**Objective 1:** In the records, reproduce word for word the lines beginning with the one that contains "Where can you spot the white painted" and continuing through the one that contains "column 169, row 121". Leave out any pictures.
** Start Excerpt **
# 6wt rec



## cj.james (Apr 24, 2018)

Hey y'all,



I am looking for a budget 6wt that I will primarily be using for smallmouth, but I also want to bring it along with me on trips to the oregon coast for smaller greenling and rockfish off the jetties, mexico and hawaii to use around shallow reefs for smaller fish like trigger fish, small jacks, small bones and ladyfish. I plan on primarily throwing a sinking line and clousers, brooks blondes or deceivers. No real need for extreme presentation.



I was considering the Echo ion XL, TFO pro 2, clouser and mangrove. If you guys have any other options or personal reviews on these rods, let me know!


----------



## 994 (Apr 14, 2008)

This forum will lead you to believe that the 6wt Sage One is the greatest and only 6wt rod ever made. I had the One and an Echo Ion XL. I sold the One and kept the Echo.

You mention jetties, Mexico, and Hawaii. There’s some big fish in those parts but if you’re dead set on a 6wt get something a little faster than a Mangrove or Pro 2 since it’s windy in all of those locations.


----------



## Pudldux (Mar 3, 2016)

BVK w fighting butt


----------



## FlyBy (Jul 12, 2013)

Pudldux said:


> BVK w fighting butt


X2


----------



## SomaliPirate (Feb 5, 2016)

My ex wife had a fighting butt.


----------



## SomaliPirate (Feb 5, 2016)

SomaliPirate said:


> My ex wife had a fighting butt.


...but she was more of a 12wt


----------



## eightwt (May 11, 2017)

SomaliPirate said:


> ..but she was more of a 12wt


ROFLMAO


----------



## privateer (Dec 6, 2013)

I have the Sage One and the BVK in 6wt.
Love the One and it’s my favorite.

That being said I’ve caught fish on the BVK as well. Budget or not the BVK is a fine stick. Nothing wrong with that choice at all. (I've had it 2-3 years and I've never had to send it back for any repairs - knock on wood)


----------



## ifsteve (Jul 1, 2010)

Search the internet on BVK. Sage One is good as is the XI3 and Salt. Haven't fished the SaltHD in a 6wt. Another good rod is the St. Croix Ultra. They make a saltwater 6wt (i have one and its my main smallmouth and trout in lakes rod).


----------



## fmwilson (Jul 31, 2014)

Douglas Sky is a great option


----------



## texasag07 (Nov 11, 2014)

Pudldux said:


> BVK w fighting butt


x3


----------



## timogleason (Jul 27, 2013)

I bought a Redington Vapen 6 wt on Sierra Trading Post a while back for $149. Not sure if they are still there. Really like it. I've heard good stuff about that Echo rod...
** End Excerpt **
** Start Data to use **
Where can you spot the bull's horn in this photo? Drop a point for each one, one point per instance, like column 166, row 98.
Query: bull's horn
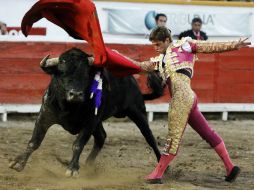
column 46, row 62
column 90, row 60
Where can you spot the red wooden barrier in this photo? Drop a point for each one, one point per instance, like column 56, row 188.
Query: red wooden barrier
column 224, row 78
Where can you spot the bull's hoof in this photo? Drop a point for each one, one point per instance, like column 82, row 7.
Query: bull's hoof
column 71, row 173
column 17, row 165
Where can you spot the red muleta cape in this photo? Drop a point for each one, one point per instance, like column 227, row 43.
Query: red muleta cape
column 79, row 19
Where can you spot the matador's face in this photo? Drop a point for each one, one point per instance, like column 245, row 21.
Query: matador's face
column 161, row 46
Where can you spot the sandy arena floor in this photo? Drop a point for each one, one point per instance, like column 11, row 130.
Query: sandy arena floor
column 126, row 159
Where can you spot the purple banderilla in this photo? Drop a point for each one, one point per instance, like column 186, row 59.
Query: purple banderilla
column 96, row 90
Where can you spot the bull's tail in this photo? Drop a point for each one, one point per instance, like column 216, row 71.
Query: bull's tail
column 155, row 83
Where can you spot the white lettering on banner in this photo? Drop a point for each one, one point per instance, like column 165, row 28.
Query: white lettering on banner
column 214, row 24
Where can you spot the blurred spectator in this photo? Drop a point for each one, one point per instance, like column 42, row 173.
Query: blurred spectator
column 161, row 19
column 3, row 28
column 195, row 32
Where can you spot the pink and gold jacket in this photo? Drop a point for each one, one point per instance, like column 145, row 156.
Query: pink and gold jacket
column 182, row 55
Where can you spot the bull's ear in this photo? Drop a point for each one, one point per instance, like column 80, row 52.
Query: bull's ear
column 49, row 65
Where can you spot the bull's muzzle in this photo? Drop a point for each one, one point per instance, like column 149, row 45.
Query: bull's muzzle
column 75, row 96
column 49, row 62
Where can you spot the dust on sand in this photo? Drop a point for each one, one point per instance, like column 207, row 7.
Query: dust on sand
column 126, row 159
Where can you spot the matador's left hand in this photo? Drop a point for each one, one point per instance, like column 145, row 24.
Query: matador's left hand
column 242, row 43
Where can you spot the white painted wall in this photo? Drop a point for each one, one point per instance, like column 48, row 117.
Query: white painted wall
column 12, row 11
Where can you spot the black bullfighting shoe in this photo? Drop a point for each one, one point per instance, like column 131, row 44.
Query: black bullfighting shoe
column 155, row 181
column 233, row 174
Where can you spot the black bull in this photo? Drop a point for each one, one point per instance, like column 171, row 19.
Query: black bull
column 67, row 102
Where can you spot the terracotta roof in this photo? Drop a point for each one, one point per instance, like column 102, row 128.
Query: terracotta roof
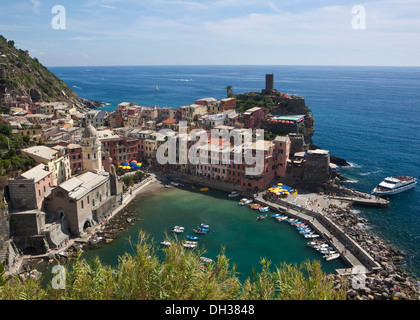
column 169, row 121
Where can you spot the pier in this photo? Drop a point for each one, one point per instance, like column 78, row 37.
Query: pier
column 366, row 202
column 351, row 252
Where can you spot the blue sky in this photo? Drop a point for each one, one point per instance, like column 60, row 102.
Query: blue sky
column 218, row 32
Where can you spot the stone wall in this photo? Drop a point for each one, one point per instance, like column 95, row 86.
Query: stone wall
column 4, row 227
column 27, row 223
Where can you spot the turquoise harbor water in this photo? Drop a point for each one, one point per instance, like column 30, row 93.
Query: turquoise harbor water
column 368, row 115
column 234, row 227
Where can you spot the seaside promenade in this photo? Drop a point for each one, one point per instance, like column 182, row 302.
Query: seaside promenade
column 351, row 252
column 128, row 196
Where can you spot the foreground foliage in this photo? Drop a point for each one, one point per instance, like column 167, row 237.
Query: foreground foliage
column 179, row 276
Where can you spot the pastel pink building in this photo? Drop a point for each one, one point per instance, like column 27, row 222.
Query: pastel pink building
column 29, row 189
** End Data to use **
**Objective 2:** In the fly rod thread, how much did the Redington Vapen 6 wt cost, and where was it bought?

**Correct output 1:**
Where can you spot the white painted wall in this photo? Drop a point for each one, one point per instance, like column 48, row 117.
Query: white painted wall
column 12, row 11
Where can you spot the black bullfighting shoe in this photo? Drop a point for each one, one point per instance, like column 131, row 44.
Query: black bullfighting shoe
column 155, row 181
column 233, row 174
Where can you spot the black bull in this photo? Drop a point for each one, one point per instance, like column 171, row 19.
Query: black bull
column 67, row 102
Where can you spot the terracotta roof in this photo? Drop a point for each one, one point per instance, like column 102, row 128.
Query: terracotta roof
column 169, row 121

**Correct output 2:** It cost $149 and was bought on Sierra Trading Post.